Nara - the biggest wooden temple in the world. 
Reminds me of a helmet with horns.

Nara - old ladies and little girls, beware of the deer! 
The deer in Nara used to be sacred - 400 years ago there was a death penalty for killing them.

Kyoto - looking pretty in kimonos.
Kyoto - the temple behind the big gate.
Buy and pray. The proceeds go to the temple.
"Trees" of unwanted horoscopes. 
The rain and wind are supposed to dispose of them. It works like this: you go to a buddhist temple, leave a small coin, shake a hexagonal box and pull a stick from it, the stick has a number, you find a horoscope with that number, if you like the horoscope you keep it, if you don't like it, you attach it to this white "tree" outside.

Huge blocks of flats near Tokyo.

Between Nagoya and Osaka - a grim block of flats. Brrr.
Obviously there is no law that regulates distances between buildings in Japan. Or if there is, it specifies them in millimetres.

What I did on the train.
I was learning to read Kanji characters. I could read all characters in "eating and drinking forbidden" by the end of the trip (4 characters: to eat: rice cooked over fire, under a roof; to drink: to eat + person with mouth wide open; prohibited: you will end up on a sacrificial altar if you enter King's forest; stop: a foot). Len Walsh's "Read Japanese Today" is great.

A big rubbish bin.
Modern art in front of the Toyoko-Inn in Shinagawa. You will find almost no normal rubbish bins in Tokyo. No rubbish either. When you buy an ice-cream, unwrap it right away at the store, there should be a rubbish bin there. Sometimes you can find them next to vending machines too. That's it. 

Legoland Discovery Center 
Legoland Discovery Center in Tokyo is located in the Decks Mall. It's a small place, but our 7 year old liked it. What I did not like was that they sold us a Lego set for a price about 50% higher than in a department store we visited the next day.

A piece of art - a manhole in Tokyo with a fire-turtle.

Tokyo Ueno Zoo - otter exhibit.

• _Given exercise_: In the Japan travel notes, what penalty applied to killing a deer in Nara 400 years ago? None of the items is needed here.

A run of records:

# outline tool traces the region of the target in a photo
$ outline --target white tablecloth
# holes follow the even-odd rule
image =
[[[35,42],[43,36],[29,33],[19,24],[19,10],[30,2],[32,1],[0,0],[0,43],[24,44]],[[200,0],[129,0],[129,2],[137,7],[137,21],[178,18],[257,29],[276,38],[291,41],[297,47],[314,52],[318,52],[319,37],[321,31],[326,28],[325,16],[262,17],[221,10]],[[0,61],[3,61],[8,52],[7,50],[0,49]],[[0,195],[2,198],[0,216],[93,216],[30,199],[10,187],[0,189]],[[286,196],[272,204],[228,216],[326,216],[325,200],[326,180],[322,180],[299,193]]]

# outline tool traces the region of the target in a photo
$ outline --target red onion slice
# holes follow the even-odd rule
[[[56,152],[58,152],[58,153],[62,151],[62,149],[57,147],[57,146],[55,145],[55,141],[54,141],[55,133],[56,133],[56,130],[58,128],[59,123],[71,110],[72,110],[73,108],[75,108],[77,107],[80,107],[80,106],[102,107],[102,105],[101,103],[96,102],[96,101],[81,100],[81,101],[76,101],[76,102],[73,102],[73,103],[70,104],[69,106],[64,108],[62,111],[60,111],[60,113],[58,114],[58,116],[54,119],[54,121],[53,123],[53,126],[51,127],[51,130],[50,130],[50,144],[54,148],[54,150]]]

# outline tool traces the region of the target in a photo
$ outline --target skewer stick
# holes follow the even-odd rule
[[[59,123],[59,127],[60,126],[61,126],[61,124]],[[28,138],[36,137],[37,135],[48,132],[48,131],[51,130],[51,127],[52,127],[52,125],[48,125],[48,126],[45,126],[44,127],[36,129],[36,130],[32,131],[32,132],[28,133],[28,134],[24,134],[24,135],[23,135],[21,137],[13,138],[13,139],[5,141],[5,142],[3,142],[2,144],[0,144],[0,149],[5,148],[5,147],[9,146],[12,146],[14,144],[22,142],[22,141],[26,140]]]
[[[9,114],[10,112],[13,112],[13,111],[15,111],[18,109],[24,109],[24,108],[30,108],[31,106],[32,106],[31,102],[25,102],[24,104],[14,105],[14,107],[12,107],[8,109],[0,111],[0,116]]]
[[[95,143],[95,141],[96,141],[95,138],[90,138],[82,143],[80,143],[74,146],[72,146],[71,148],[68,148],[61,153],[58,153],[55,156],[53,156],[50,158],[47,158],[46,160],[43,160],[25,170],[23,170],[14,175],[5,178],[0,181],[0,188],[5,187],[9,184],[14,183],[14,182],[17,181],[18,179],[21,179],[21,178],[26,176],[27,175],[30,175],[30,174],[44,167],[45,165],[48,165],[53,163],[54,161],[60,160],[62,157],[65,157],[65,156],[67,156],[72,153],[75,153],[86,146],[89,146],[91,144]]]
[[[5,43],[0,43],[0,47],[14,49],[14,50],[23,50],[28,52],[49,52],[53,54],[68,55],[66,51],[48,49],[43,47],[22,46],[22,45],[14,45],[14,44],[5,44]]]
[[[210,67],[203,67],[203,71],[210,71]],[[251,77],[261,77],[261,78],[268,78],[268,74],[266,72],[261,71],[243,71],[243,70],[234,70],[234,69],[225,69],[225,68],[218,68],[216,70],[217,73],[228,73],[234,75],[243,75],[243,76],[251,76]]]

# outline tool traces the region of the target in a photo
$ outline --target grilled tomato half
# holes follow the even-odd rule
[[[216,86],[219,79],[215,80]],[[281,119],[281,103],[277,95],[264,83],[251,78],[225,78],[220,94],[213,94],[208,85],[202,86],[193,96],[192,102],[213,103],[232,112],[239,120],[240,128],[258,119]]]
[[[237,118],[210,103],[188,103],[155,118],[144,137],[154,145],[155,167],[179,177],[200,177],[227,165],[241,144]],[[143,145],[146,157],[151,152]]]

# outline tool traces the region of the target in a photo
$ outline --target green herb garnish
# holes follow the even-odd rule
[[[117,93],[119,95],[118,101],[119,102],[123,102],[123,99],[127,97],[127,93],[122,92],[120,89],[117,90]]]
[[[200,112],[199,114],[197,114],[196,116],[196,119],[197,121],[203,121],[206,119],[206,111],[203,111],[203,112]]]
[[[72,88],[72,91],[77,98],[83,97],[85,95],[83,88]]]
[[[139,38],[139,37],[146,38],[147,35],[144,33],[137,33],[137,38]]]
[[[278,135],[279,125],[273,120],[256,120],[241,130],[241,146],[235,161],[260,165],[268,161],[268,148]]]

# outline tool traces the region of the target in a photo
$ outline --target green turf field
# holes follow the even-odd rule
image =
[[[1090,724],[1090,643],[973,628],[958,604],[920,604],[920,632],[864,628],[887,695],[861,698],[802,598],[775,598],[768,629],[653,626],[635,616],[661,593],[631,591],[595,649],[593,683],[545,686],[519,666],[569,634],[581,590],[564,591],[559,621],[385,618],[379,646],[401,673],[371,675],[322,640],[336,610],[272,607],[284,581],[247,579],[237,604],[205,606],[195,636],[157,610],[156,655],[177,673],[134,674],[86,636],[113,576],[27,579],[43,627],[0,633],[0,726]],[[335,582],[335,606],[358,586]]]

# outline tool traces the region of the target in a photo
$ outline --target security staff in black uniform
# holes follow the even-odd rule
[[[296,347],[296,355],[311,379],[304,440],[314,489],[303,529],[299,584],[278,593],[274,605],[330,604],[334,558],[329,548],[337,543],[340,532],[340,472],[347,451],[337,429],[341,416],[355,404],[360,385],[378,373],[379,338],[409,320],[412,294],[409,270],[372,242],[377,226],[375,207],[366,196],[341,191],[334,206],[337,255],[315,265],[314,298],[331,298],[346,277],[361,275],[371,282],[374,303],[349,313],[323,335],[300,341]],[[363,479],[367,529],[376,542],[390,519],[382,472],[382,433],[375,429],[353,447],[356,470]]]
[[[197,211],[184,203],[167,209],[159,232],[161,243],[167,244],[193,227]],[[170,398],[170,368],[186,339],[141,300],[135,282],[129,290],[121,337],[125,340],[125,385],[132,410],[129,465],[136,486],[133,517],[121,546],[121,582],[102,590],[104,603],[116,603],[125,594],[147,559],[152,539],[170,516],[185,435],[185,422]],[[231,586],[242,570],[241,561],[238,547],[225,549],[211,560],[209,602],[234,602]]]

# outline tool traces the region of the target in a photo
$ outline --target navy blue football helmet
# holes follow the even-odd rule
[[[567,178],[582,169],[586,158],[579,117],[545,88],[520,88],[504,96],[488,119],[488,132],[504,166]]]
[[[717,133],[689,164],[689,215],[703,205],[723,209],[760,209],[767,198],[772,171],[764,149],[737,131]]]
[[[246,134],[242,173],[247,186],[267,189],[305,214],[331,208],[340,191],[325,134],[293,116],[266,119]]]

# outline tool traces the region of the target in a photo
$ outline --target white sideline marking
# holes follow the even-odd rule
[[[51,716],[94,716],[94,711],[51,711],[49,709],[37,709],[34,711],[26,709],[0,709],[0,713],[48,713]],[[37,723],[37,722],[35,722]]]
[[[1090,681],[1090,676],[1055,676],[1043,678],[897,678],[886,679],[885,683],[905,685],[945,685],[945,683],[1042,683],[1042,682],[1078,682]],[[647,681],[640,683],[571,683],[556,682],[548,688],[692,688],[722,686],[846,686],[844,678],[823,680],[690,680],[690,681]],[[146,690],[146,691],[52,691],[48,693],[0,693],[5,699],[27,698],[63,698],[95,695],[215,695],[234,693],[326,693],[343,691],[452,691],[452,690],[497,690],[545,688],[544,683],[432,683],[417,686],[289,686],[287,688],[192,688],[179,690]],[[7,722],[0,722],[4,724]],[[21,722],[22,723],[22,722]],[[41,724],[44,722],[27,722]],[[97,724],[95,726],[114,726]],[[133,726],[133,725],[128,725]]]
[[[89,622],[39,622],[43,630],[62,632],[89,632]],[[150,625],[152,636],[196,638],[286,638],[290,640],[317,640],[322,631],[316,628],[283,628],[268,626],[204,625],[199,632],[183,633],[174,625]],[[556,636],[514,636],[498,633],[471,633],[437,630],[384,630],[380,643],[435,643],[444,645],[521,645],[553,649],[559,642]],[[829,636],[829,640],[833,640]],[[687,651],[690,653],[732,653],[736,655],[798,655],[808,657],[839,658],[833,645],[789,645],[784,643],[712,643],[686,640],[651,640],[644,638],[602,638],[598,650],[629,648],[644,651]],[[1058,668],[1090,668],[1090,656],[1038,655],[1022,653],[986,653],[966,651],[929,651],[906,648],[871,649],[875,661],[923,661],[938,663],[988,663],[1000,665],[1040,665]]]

• _Written response_: The death penalty.